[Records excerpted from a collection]
* * *

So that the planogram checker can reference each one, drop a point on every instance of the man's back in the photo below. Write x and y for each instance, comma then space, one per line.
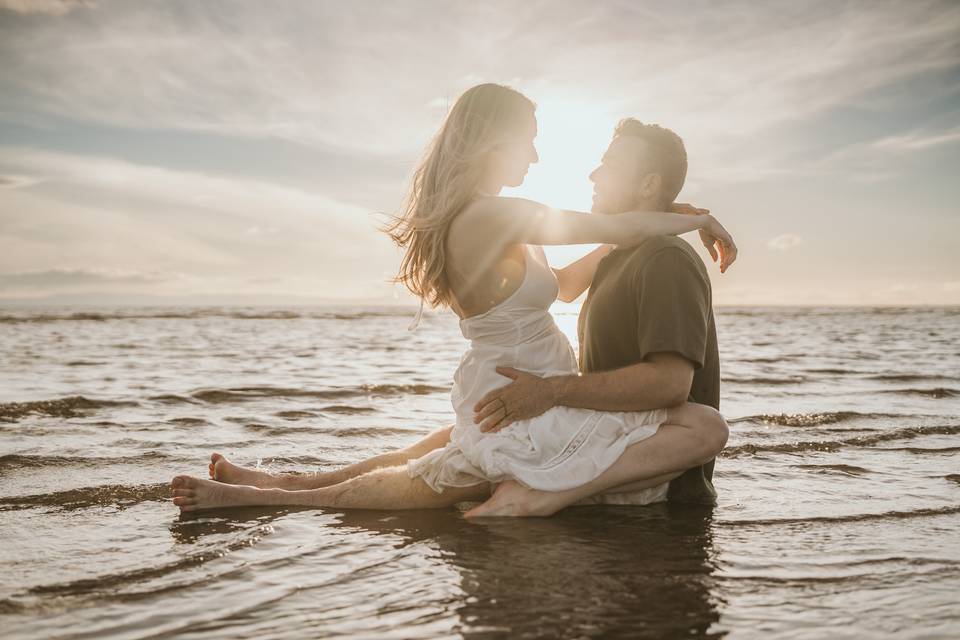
652, 298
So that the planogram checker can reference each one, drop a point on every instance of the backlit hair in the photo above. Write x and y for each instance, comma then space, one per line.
668, 157
445, 181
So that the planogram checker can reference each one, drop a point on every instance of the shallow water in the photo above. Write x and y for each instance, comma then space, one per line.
839, 511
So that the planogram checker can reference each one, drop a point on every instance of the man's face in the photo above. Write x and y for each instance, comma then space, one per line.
616, 180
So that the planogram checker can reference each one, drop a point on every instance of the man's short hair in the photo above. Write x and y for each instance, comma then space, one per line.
667, 153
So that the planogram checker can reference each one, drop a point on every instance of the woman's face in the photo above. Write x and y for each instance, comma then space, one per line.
511, 159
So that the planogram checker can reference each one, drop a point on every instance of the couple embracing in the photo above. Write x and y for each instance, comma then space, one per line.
636, 422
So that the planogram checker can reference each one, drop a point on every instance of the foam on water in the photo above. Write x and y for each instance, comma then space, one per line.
838, 511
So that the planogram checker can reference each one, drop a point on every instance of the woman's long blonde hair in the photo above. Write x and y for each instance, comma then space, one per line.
447, 178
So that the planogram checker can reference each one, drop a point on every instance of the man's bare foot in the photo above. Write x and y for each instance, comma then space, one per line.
194, 494
222, 470
512, 499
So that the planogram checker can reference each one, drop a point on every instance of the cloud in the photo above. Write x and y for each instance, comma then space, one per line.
310, 73
784, 242
917, 140
68, 278
218, 230
16, 182
49, 7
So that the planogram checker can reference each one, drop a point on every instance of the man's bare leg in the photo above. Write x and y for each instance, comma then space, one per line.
692, 435
388, 488
224, 471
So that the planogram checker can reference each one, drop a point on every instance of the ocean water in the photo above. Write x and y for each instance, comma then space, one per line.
839, 491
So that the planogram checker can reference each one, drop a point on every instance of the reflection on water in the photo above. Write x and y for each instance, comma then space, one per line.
839, 512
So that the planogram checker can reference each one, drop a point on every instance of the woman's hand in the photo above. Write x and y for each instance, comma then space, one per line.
718, 240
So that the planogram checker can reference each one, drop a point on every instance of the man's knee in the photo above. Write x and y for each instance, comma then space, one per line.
711, 428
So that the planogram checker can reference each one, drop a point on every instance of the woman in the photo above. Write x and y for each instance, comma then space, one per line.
480, 254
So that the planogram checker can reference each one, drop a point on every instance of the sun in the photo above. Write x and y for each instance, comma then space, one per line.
572, 135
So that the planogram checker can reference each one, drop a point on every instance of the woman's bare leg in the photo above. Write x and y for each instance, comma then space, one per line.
388, 488
224, 471
692, 435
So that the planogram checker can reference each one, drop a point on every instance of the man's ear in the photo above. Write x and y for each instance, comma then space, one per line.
650, 186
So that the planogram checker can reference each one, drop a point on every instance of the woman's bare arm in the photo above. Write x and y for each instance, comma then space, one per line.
576, 277
505, 221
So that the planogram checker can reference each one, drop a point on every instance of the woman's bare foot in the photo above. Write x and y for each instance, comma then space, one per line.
194, 494
512, 499
222, 470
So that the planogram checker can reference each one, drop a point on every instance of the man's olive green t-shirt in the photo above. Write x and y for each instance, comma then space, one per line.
653, 298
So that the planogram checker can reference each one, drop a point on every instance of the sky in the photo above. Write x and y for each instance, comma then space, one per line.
245, 152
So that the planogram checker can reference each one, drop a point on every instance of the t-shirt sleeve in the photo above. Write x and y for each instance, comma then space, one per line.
673, 306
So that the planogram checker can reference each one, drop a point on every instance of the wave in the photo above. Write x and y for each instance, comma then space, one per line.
848, 469
340, 432
68, 407
859, 517
833, 371
906, 433
240, 394
26, 461
101, 496
938, 392
904, 377
765, 381
923, 450
807, 419
110, 583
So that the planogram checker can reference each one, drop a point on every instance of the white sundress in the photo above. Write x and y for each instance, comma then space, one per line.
558, 450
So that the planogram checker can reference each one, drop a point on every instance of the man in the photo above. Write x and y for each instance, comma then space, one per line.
647, 337
647, 333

* * *

■ **WORK ORDER**: Repeat the entries above exactly as written, but not their pictures.

■ **WRITTEN ANSWER**:
So that the planogram checker can reference each one, drop a point on every instance of the man's back in the photo below. Write x and y for each instance, comma then space, one per line.
652, 298
So that the planogram checker can reference each one, drop a point on every instance of the backlit hair in the photo above. Write x and y for each instance, comma then space, one per line.
668, 157
445, 181
So that the planogram checker can reference each one, drop a point on every instance of the shallow water in the photo above. Write x and y for each instance, comma then space, one per line.
839, 511
So that the planogram checker can reference each one, drop a point on every instance of the man's face in the photo above. Write x and y for each instance, comma then space, one per line.
616, 180
So that the planogram checker can reference each one, drop a point on every instance of the man's short hair in the photo above. Write x and y for each instance, comma then space, one per line.
667, 153
So that the planogram checker can reference each one, drop a point on every instance of the woman's face in the photo above. Write x and y for each instance, comma then space, one per line.
511, 159
So that the planogram checker can reference each one, drop a point on every instance of the couple embracing in the photo above. Write x and y for each instance, comma then space, one per line.
636, 422
So that the planogram checker can reference each one, drop a point on every instance of the foam on water in the photo above. Write x and y for each instance, comma then space, one per line.
838, 511
So that the planogram checker can reference each one, drop a point on every instance of the woman's long blonde hair in the photo above. Write x and y for each instance, comma then space, one per line.
447, 178
So that the planogram checker can reference each one, drop a point on every instance of the man's bare foot in the photo above. Write x and y for each instance, comma then space, one per line.
194, 494
222, 470
512, 499
So that the planogram checker can reference each one, drop a point on every instance of the cloud in the photo above. Write x and y for each instance, comma then space, one per line.
310, 73
784, 242
917, 140
68, 278
218, 230
16, 182
49, 7
So that the planogram checker can reference each one, drop a point on every instance of the man's bare leg in the photo above. Write x and y for each instance, comma then space, one per line.
692, 435
388, 488
224, 471
So that the planogram checker can reference each one, drop a point on every instance of the ocean water in the photo above. Write x and y for each instance, comma then space, one per line.
839, 491
So that the planogram checker can reference each one, drop a point on every instance of the reflection on water in the photo above. Write x and y for each instance, comma then space, one per line.
839, 512
So that the planogram checker can reference each one, drop a point on every instance of the woman's hand in the photo above. Write x and y for each instance, comma then space, one per line.
718, 240
So that the planogram checker can reference each one, drop a point on every instance of the man's knee in the photo above. Write x and y for each instance, comma then space, one per line.
711, 428
So that the planogram checker can reference each one, drop a point on every instance of the woman in the photo above. Write x and y for each instance, comma then space, one per line.
480, 254
So that the planogram checker can reference each one, drop a point on every instance of the sun in the photo above. Write x and y for each instance, comma then space, one per line.
572, 135
So that the planogram checker can reference each one, drop a point on every instance of the woman's bare leg in the photo above. Write x and y for each instance, comma then space, one per line.
388, 488
224, 471
692, 435
So that the planogram checker can reference each one, drop a point on every instance of the man's ear in the photo above. Write x and y for each instance, comma then space, one per line.
650, 186
So that the planogram checker can reference each one, drop a point on every instance of the woman's bare arm in the photo above. Write x and y for each instance, comma then space, one per line.
576, 277
505, 221
So that the planogram checker can reference each one, drop a point on every instance of the woman's bare foot in the photo above. Write x and y for each instance, comma then space, one per line.
194, 494
512, 499
222, 470
So that the planogram checker can reference each one, drop a point on every instance of the man's olive green t-shirt in the photo above. Write x and y for each instance, comma then space, one per line.
653, 298
So that the planogram checker can reference each one, drop a point on every instance of the sky in the photo above. Write x and y for each instance, comma then space, one per line.
245, 152
So that the planogram checker can reference each one, drop a point on every instance of the t-shirt sleeve in the photo above. Write x and y for each instance, comma then space, one per line.
673, 306
So that the planogram checker can reference each one, drop a point on every instance of the wave in the photo above. Write x and y for each instance, comma then space, one per line.
848, 469
340, 432
68, 407
859, 517
833, 371
906, 433
240, 394
26, 461
101, 496
938, 392
904, 377
765, 381
923, 450
807, 419
110, 583
So that the planogram checker can reference each one, drop a point on every instance of the white sundress in the photo above. Write x and y for each instance, comma then space, one per line.
558, 450
So that the planogram checker can reference each one, drop a point on every instance of the man in the photo above. Write x and y for each instance, comma then space, one per line.
647, 337
647, 333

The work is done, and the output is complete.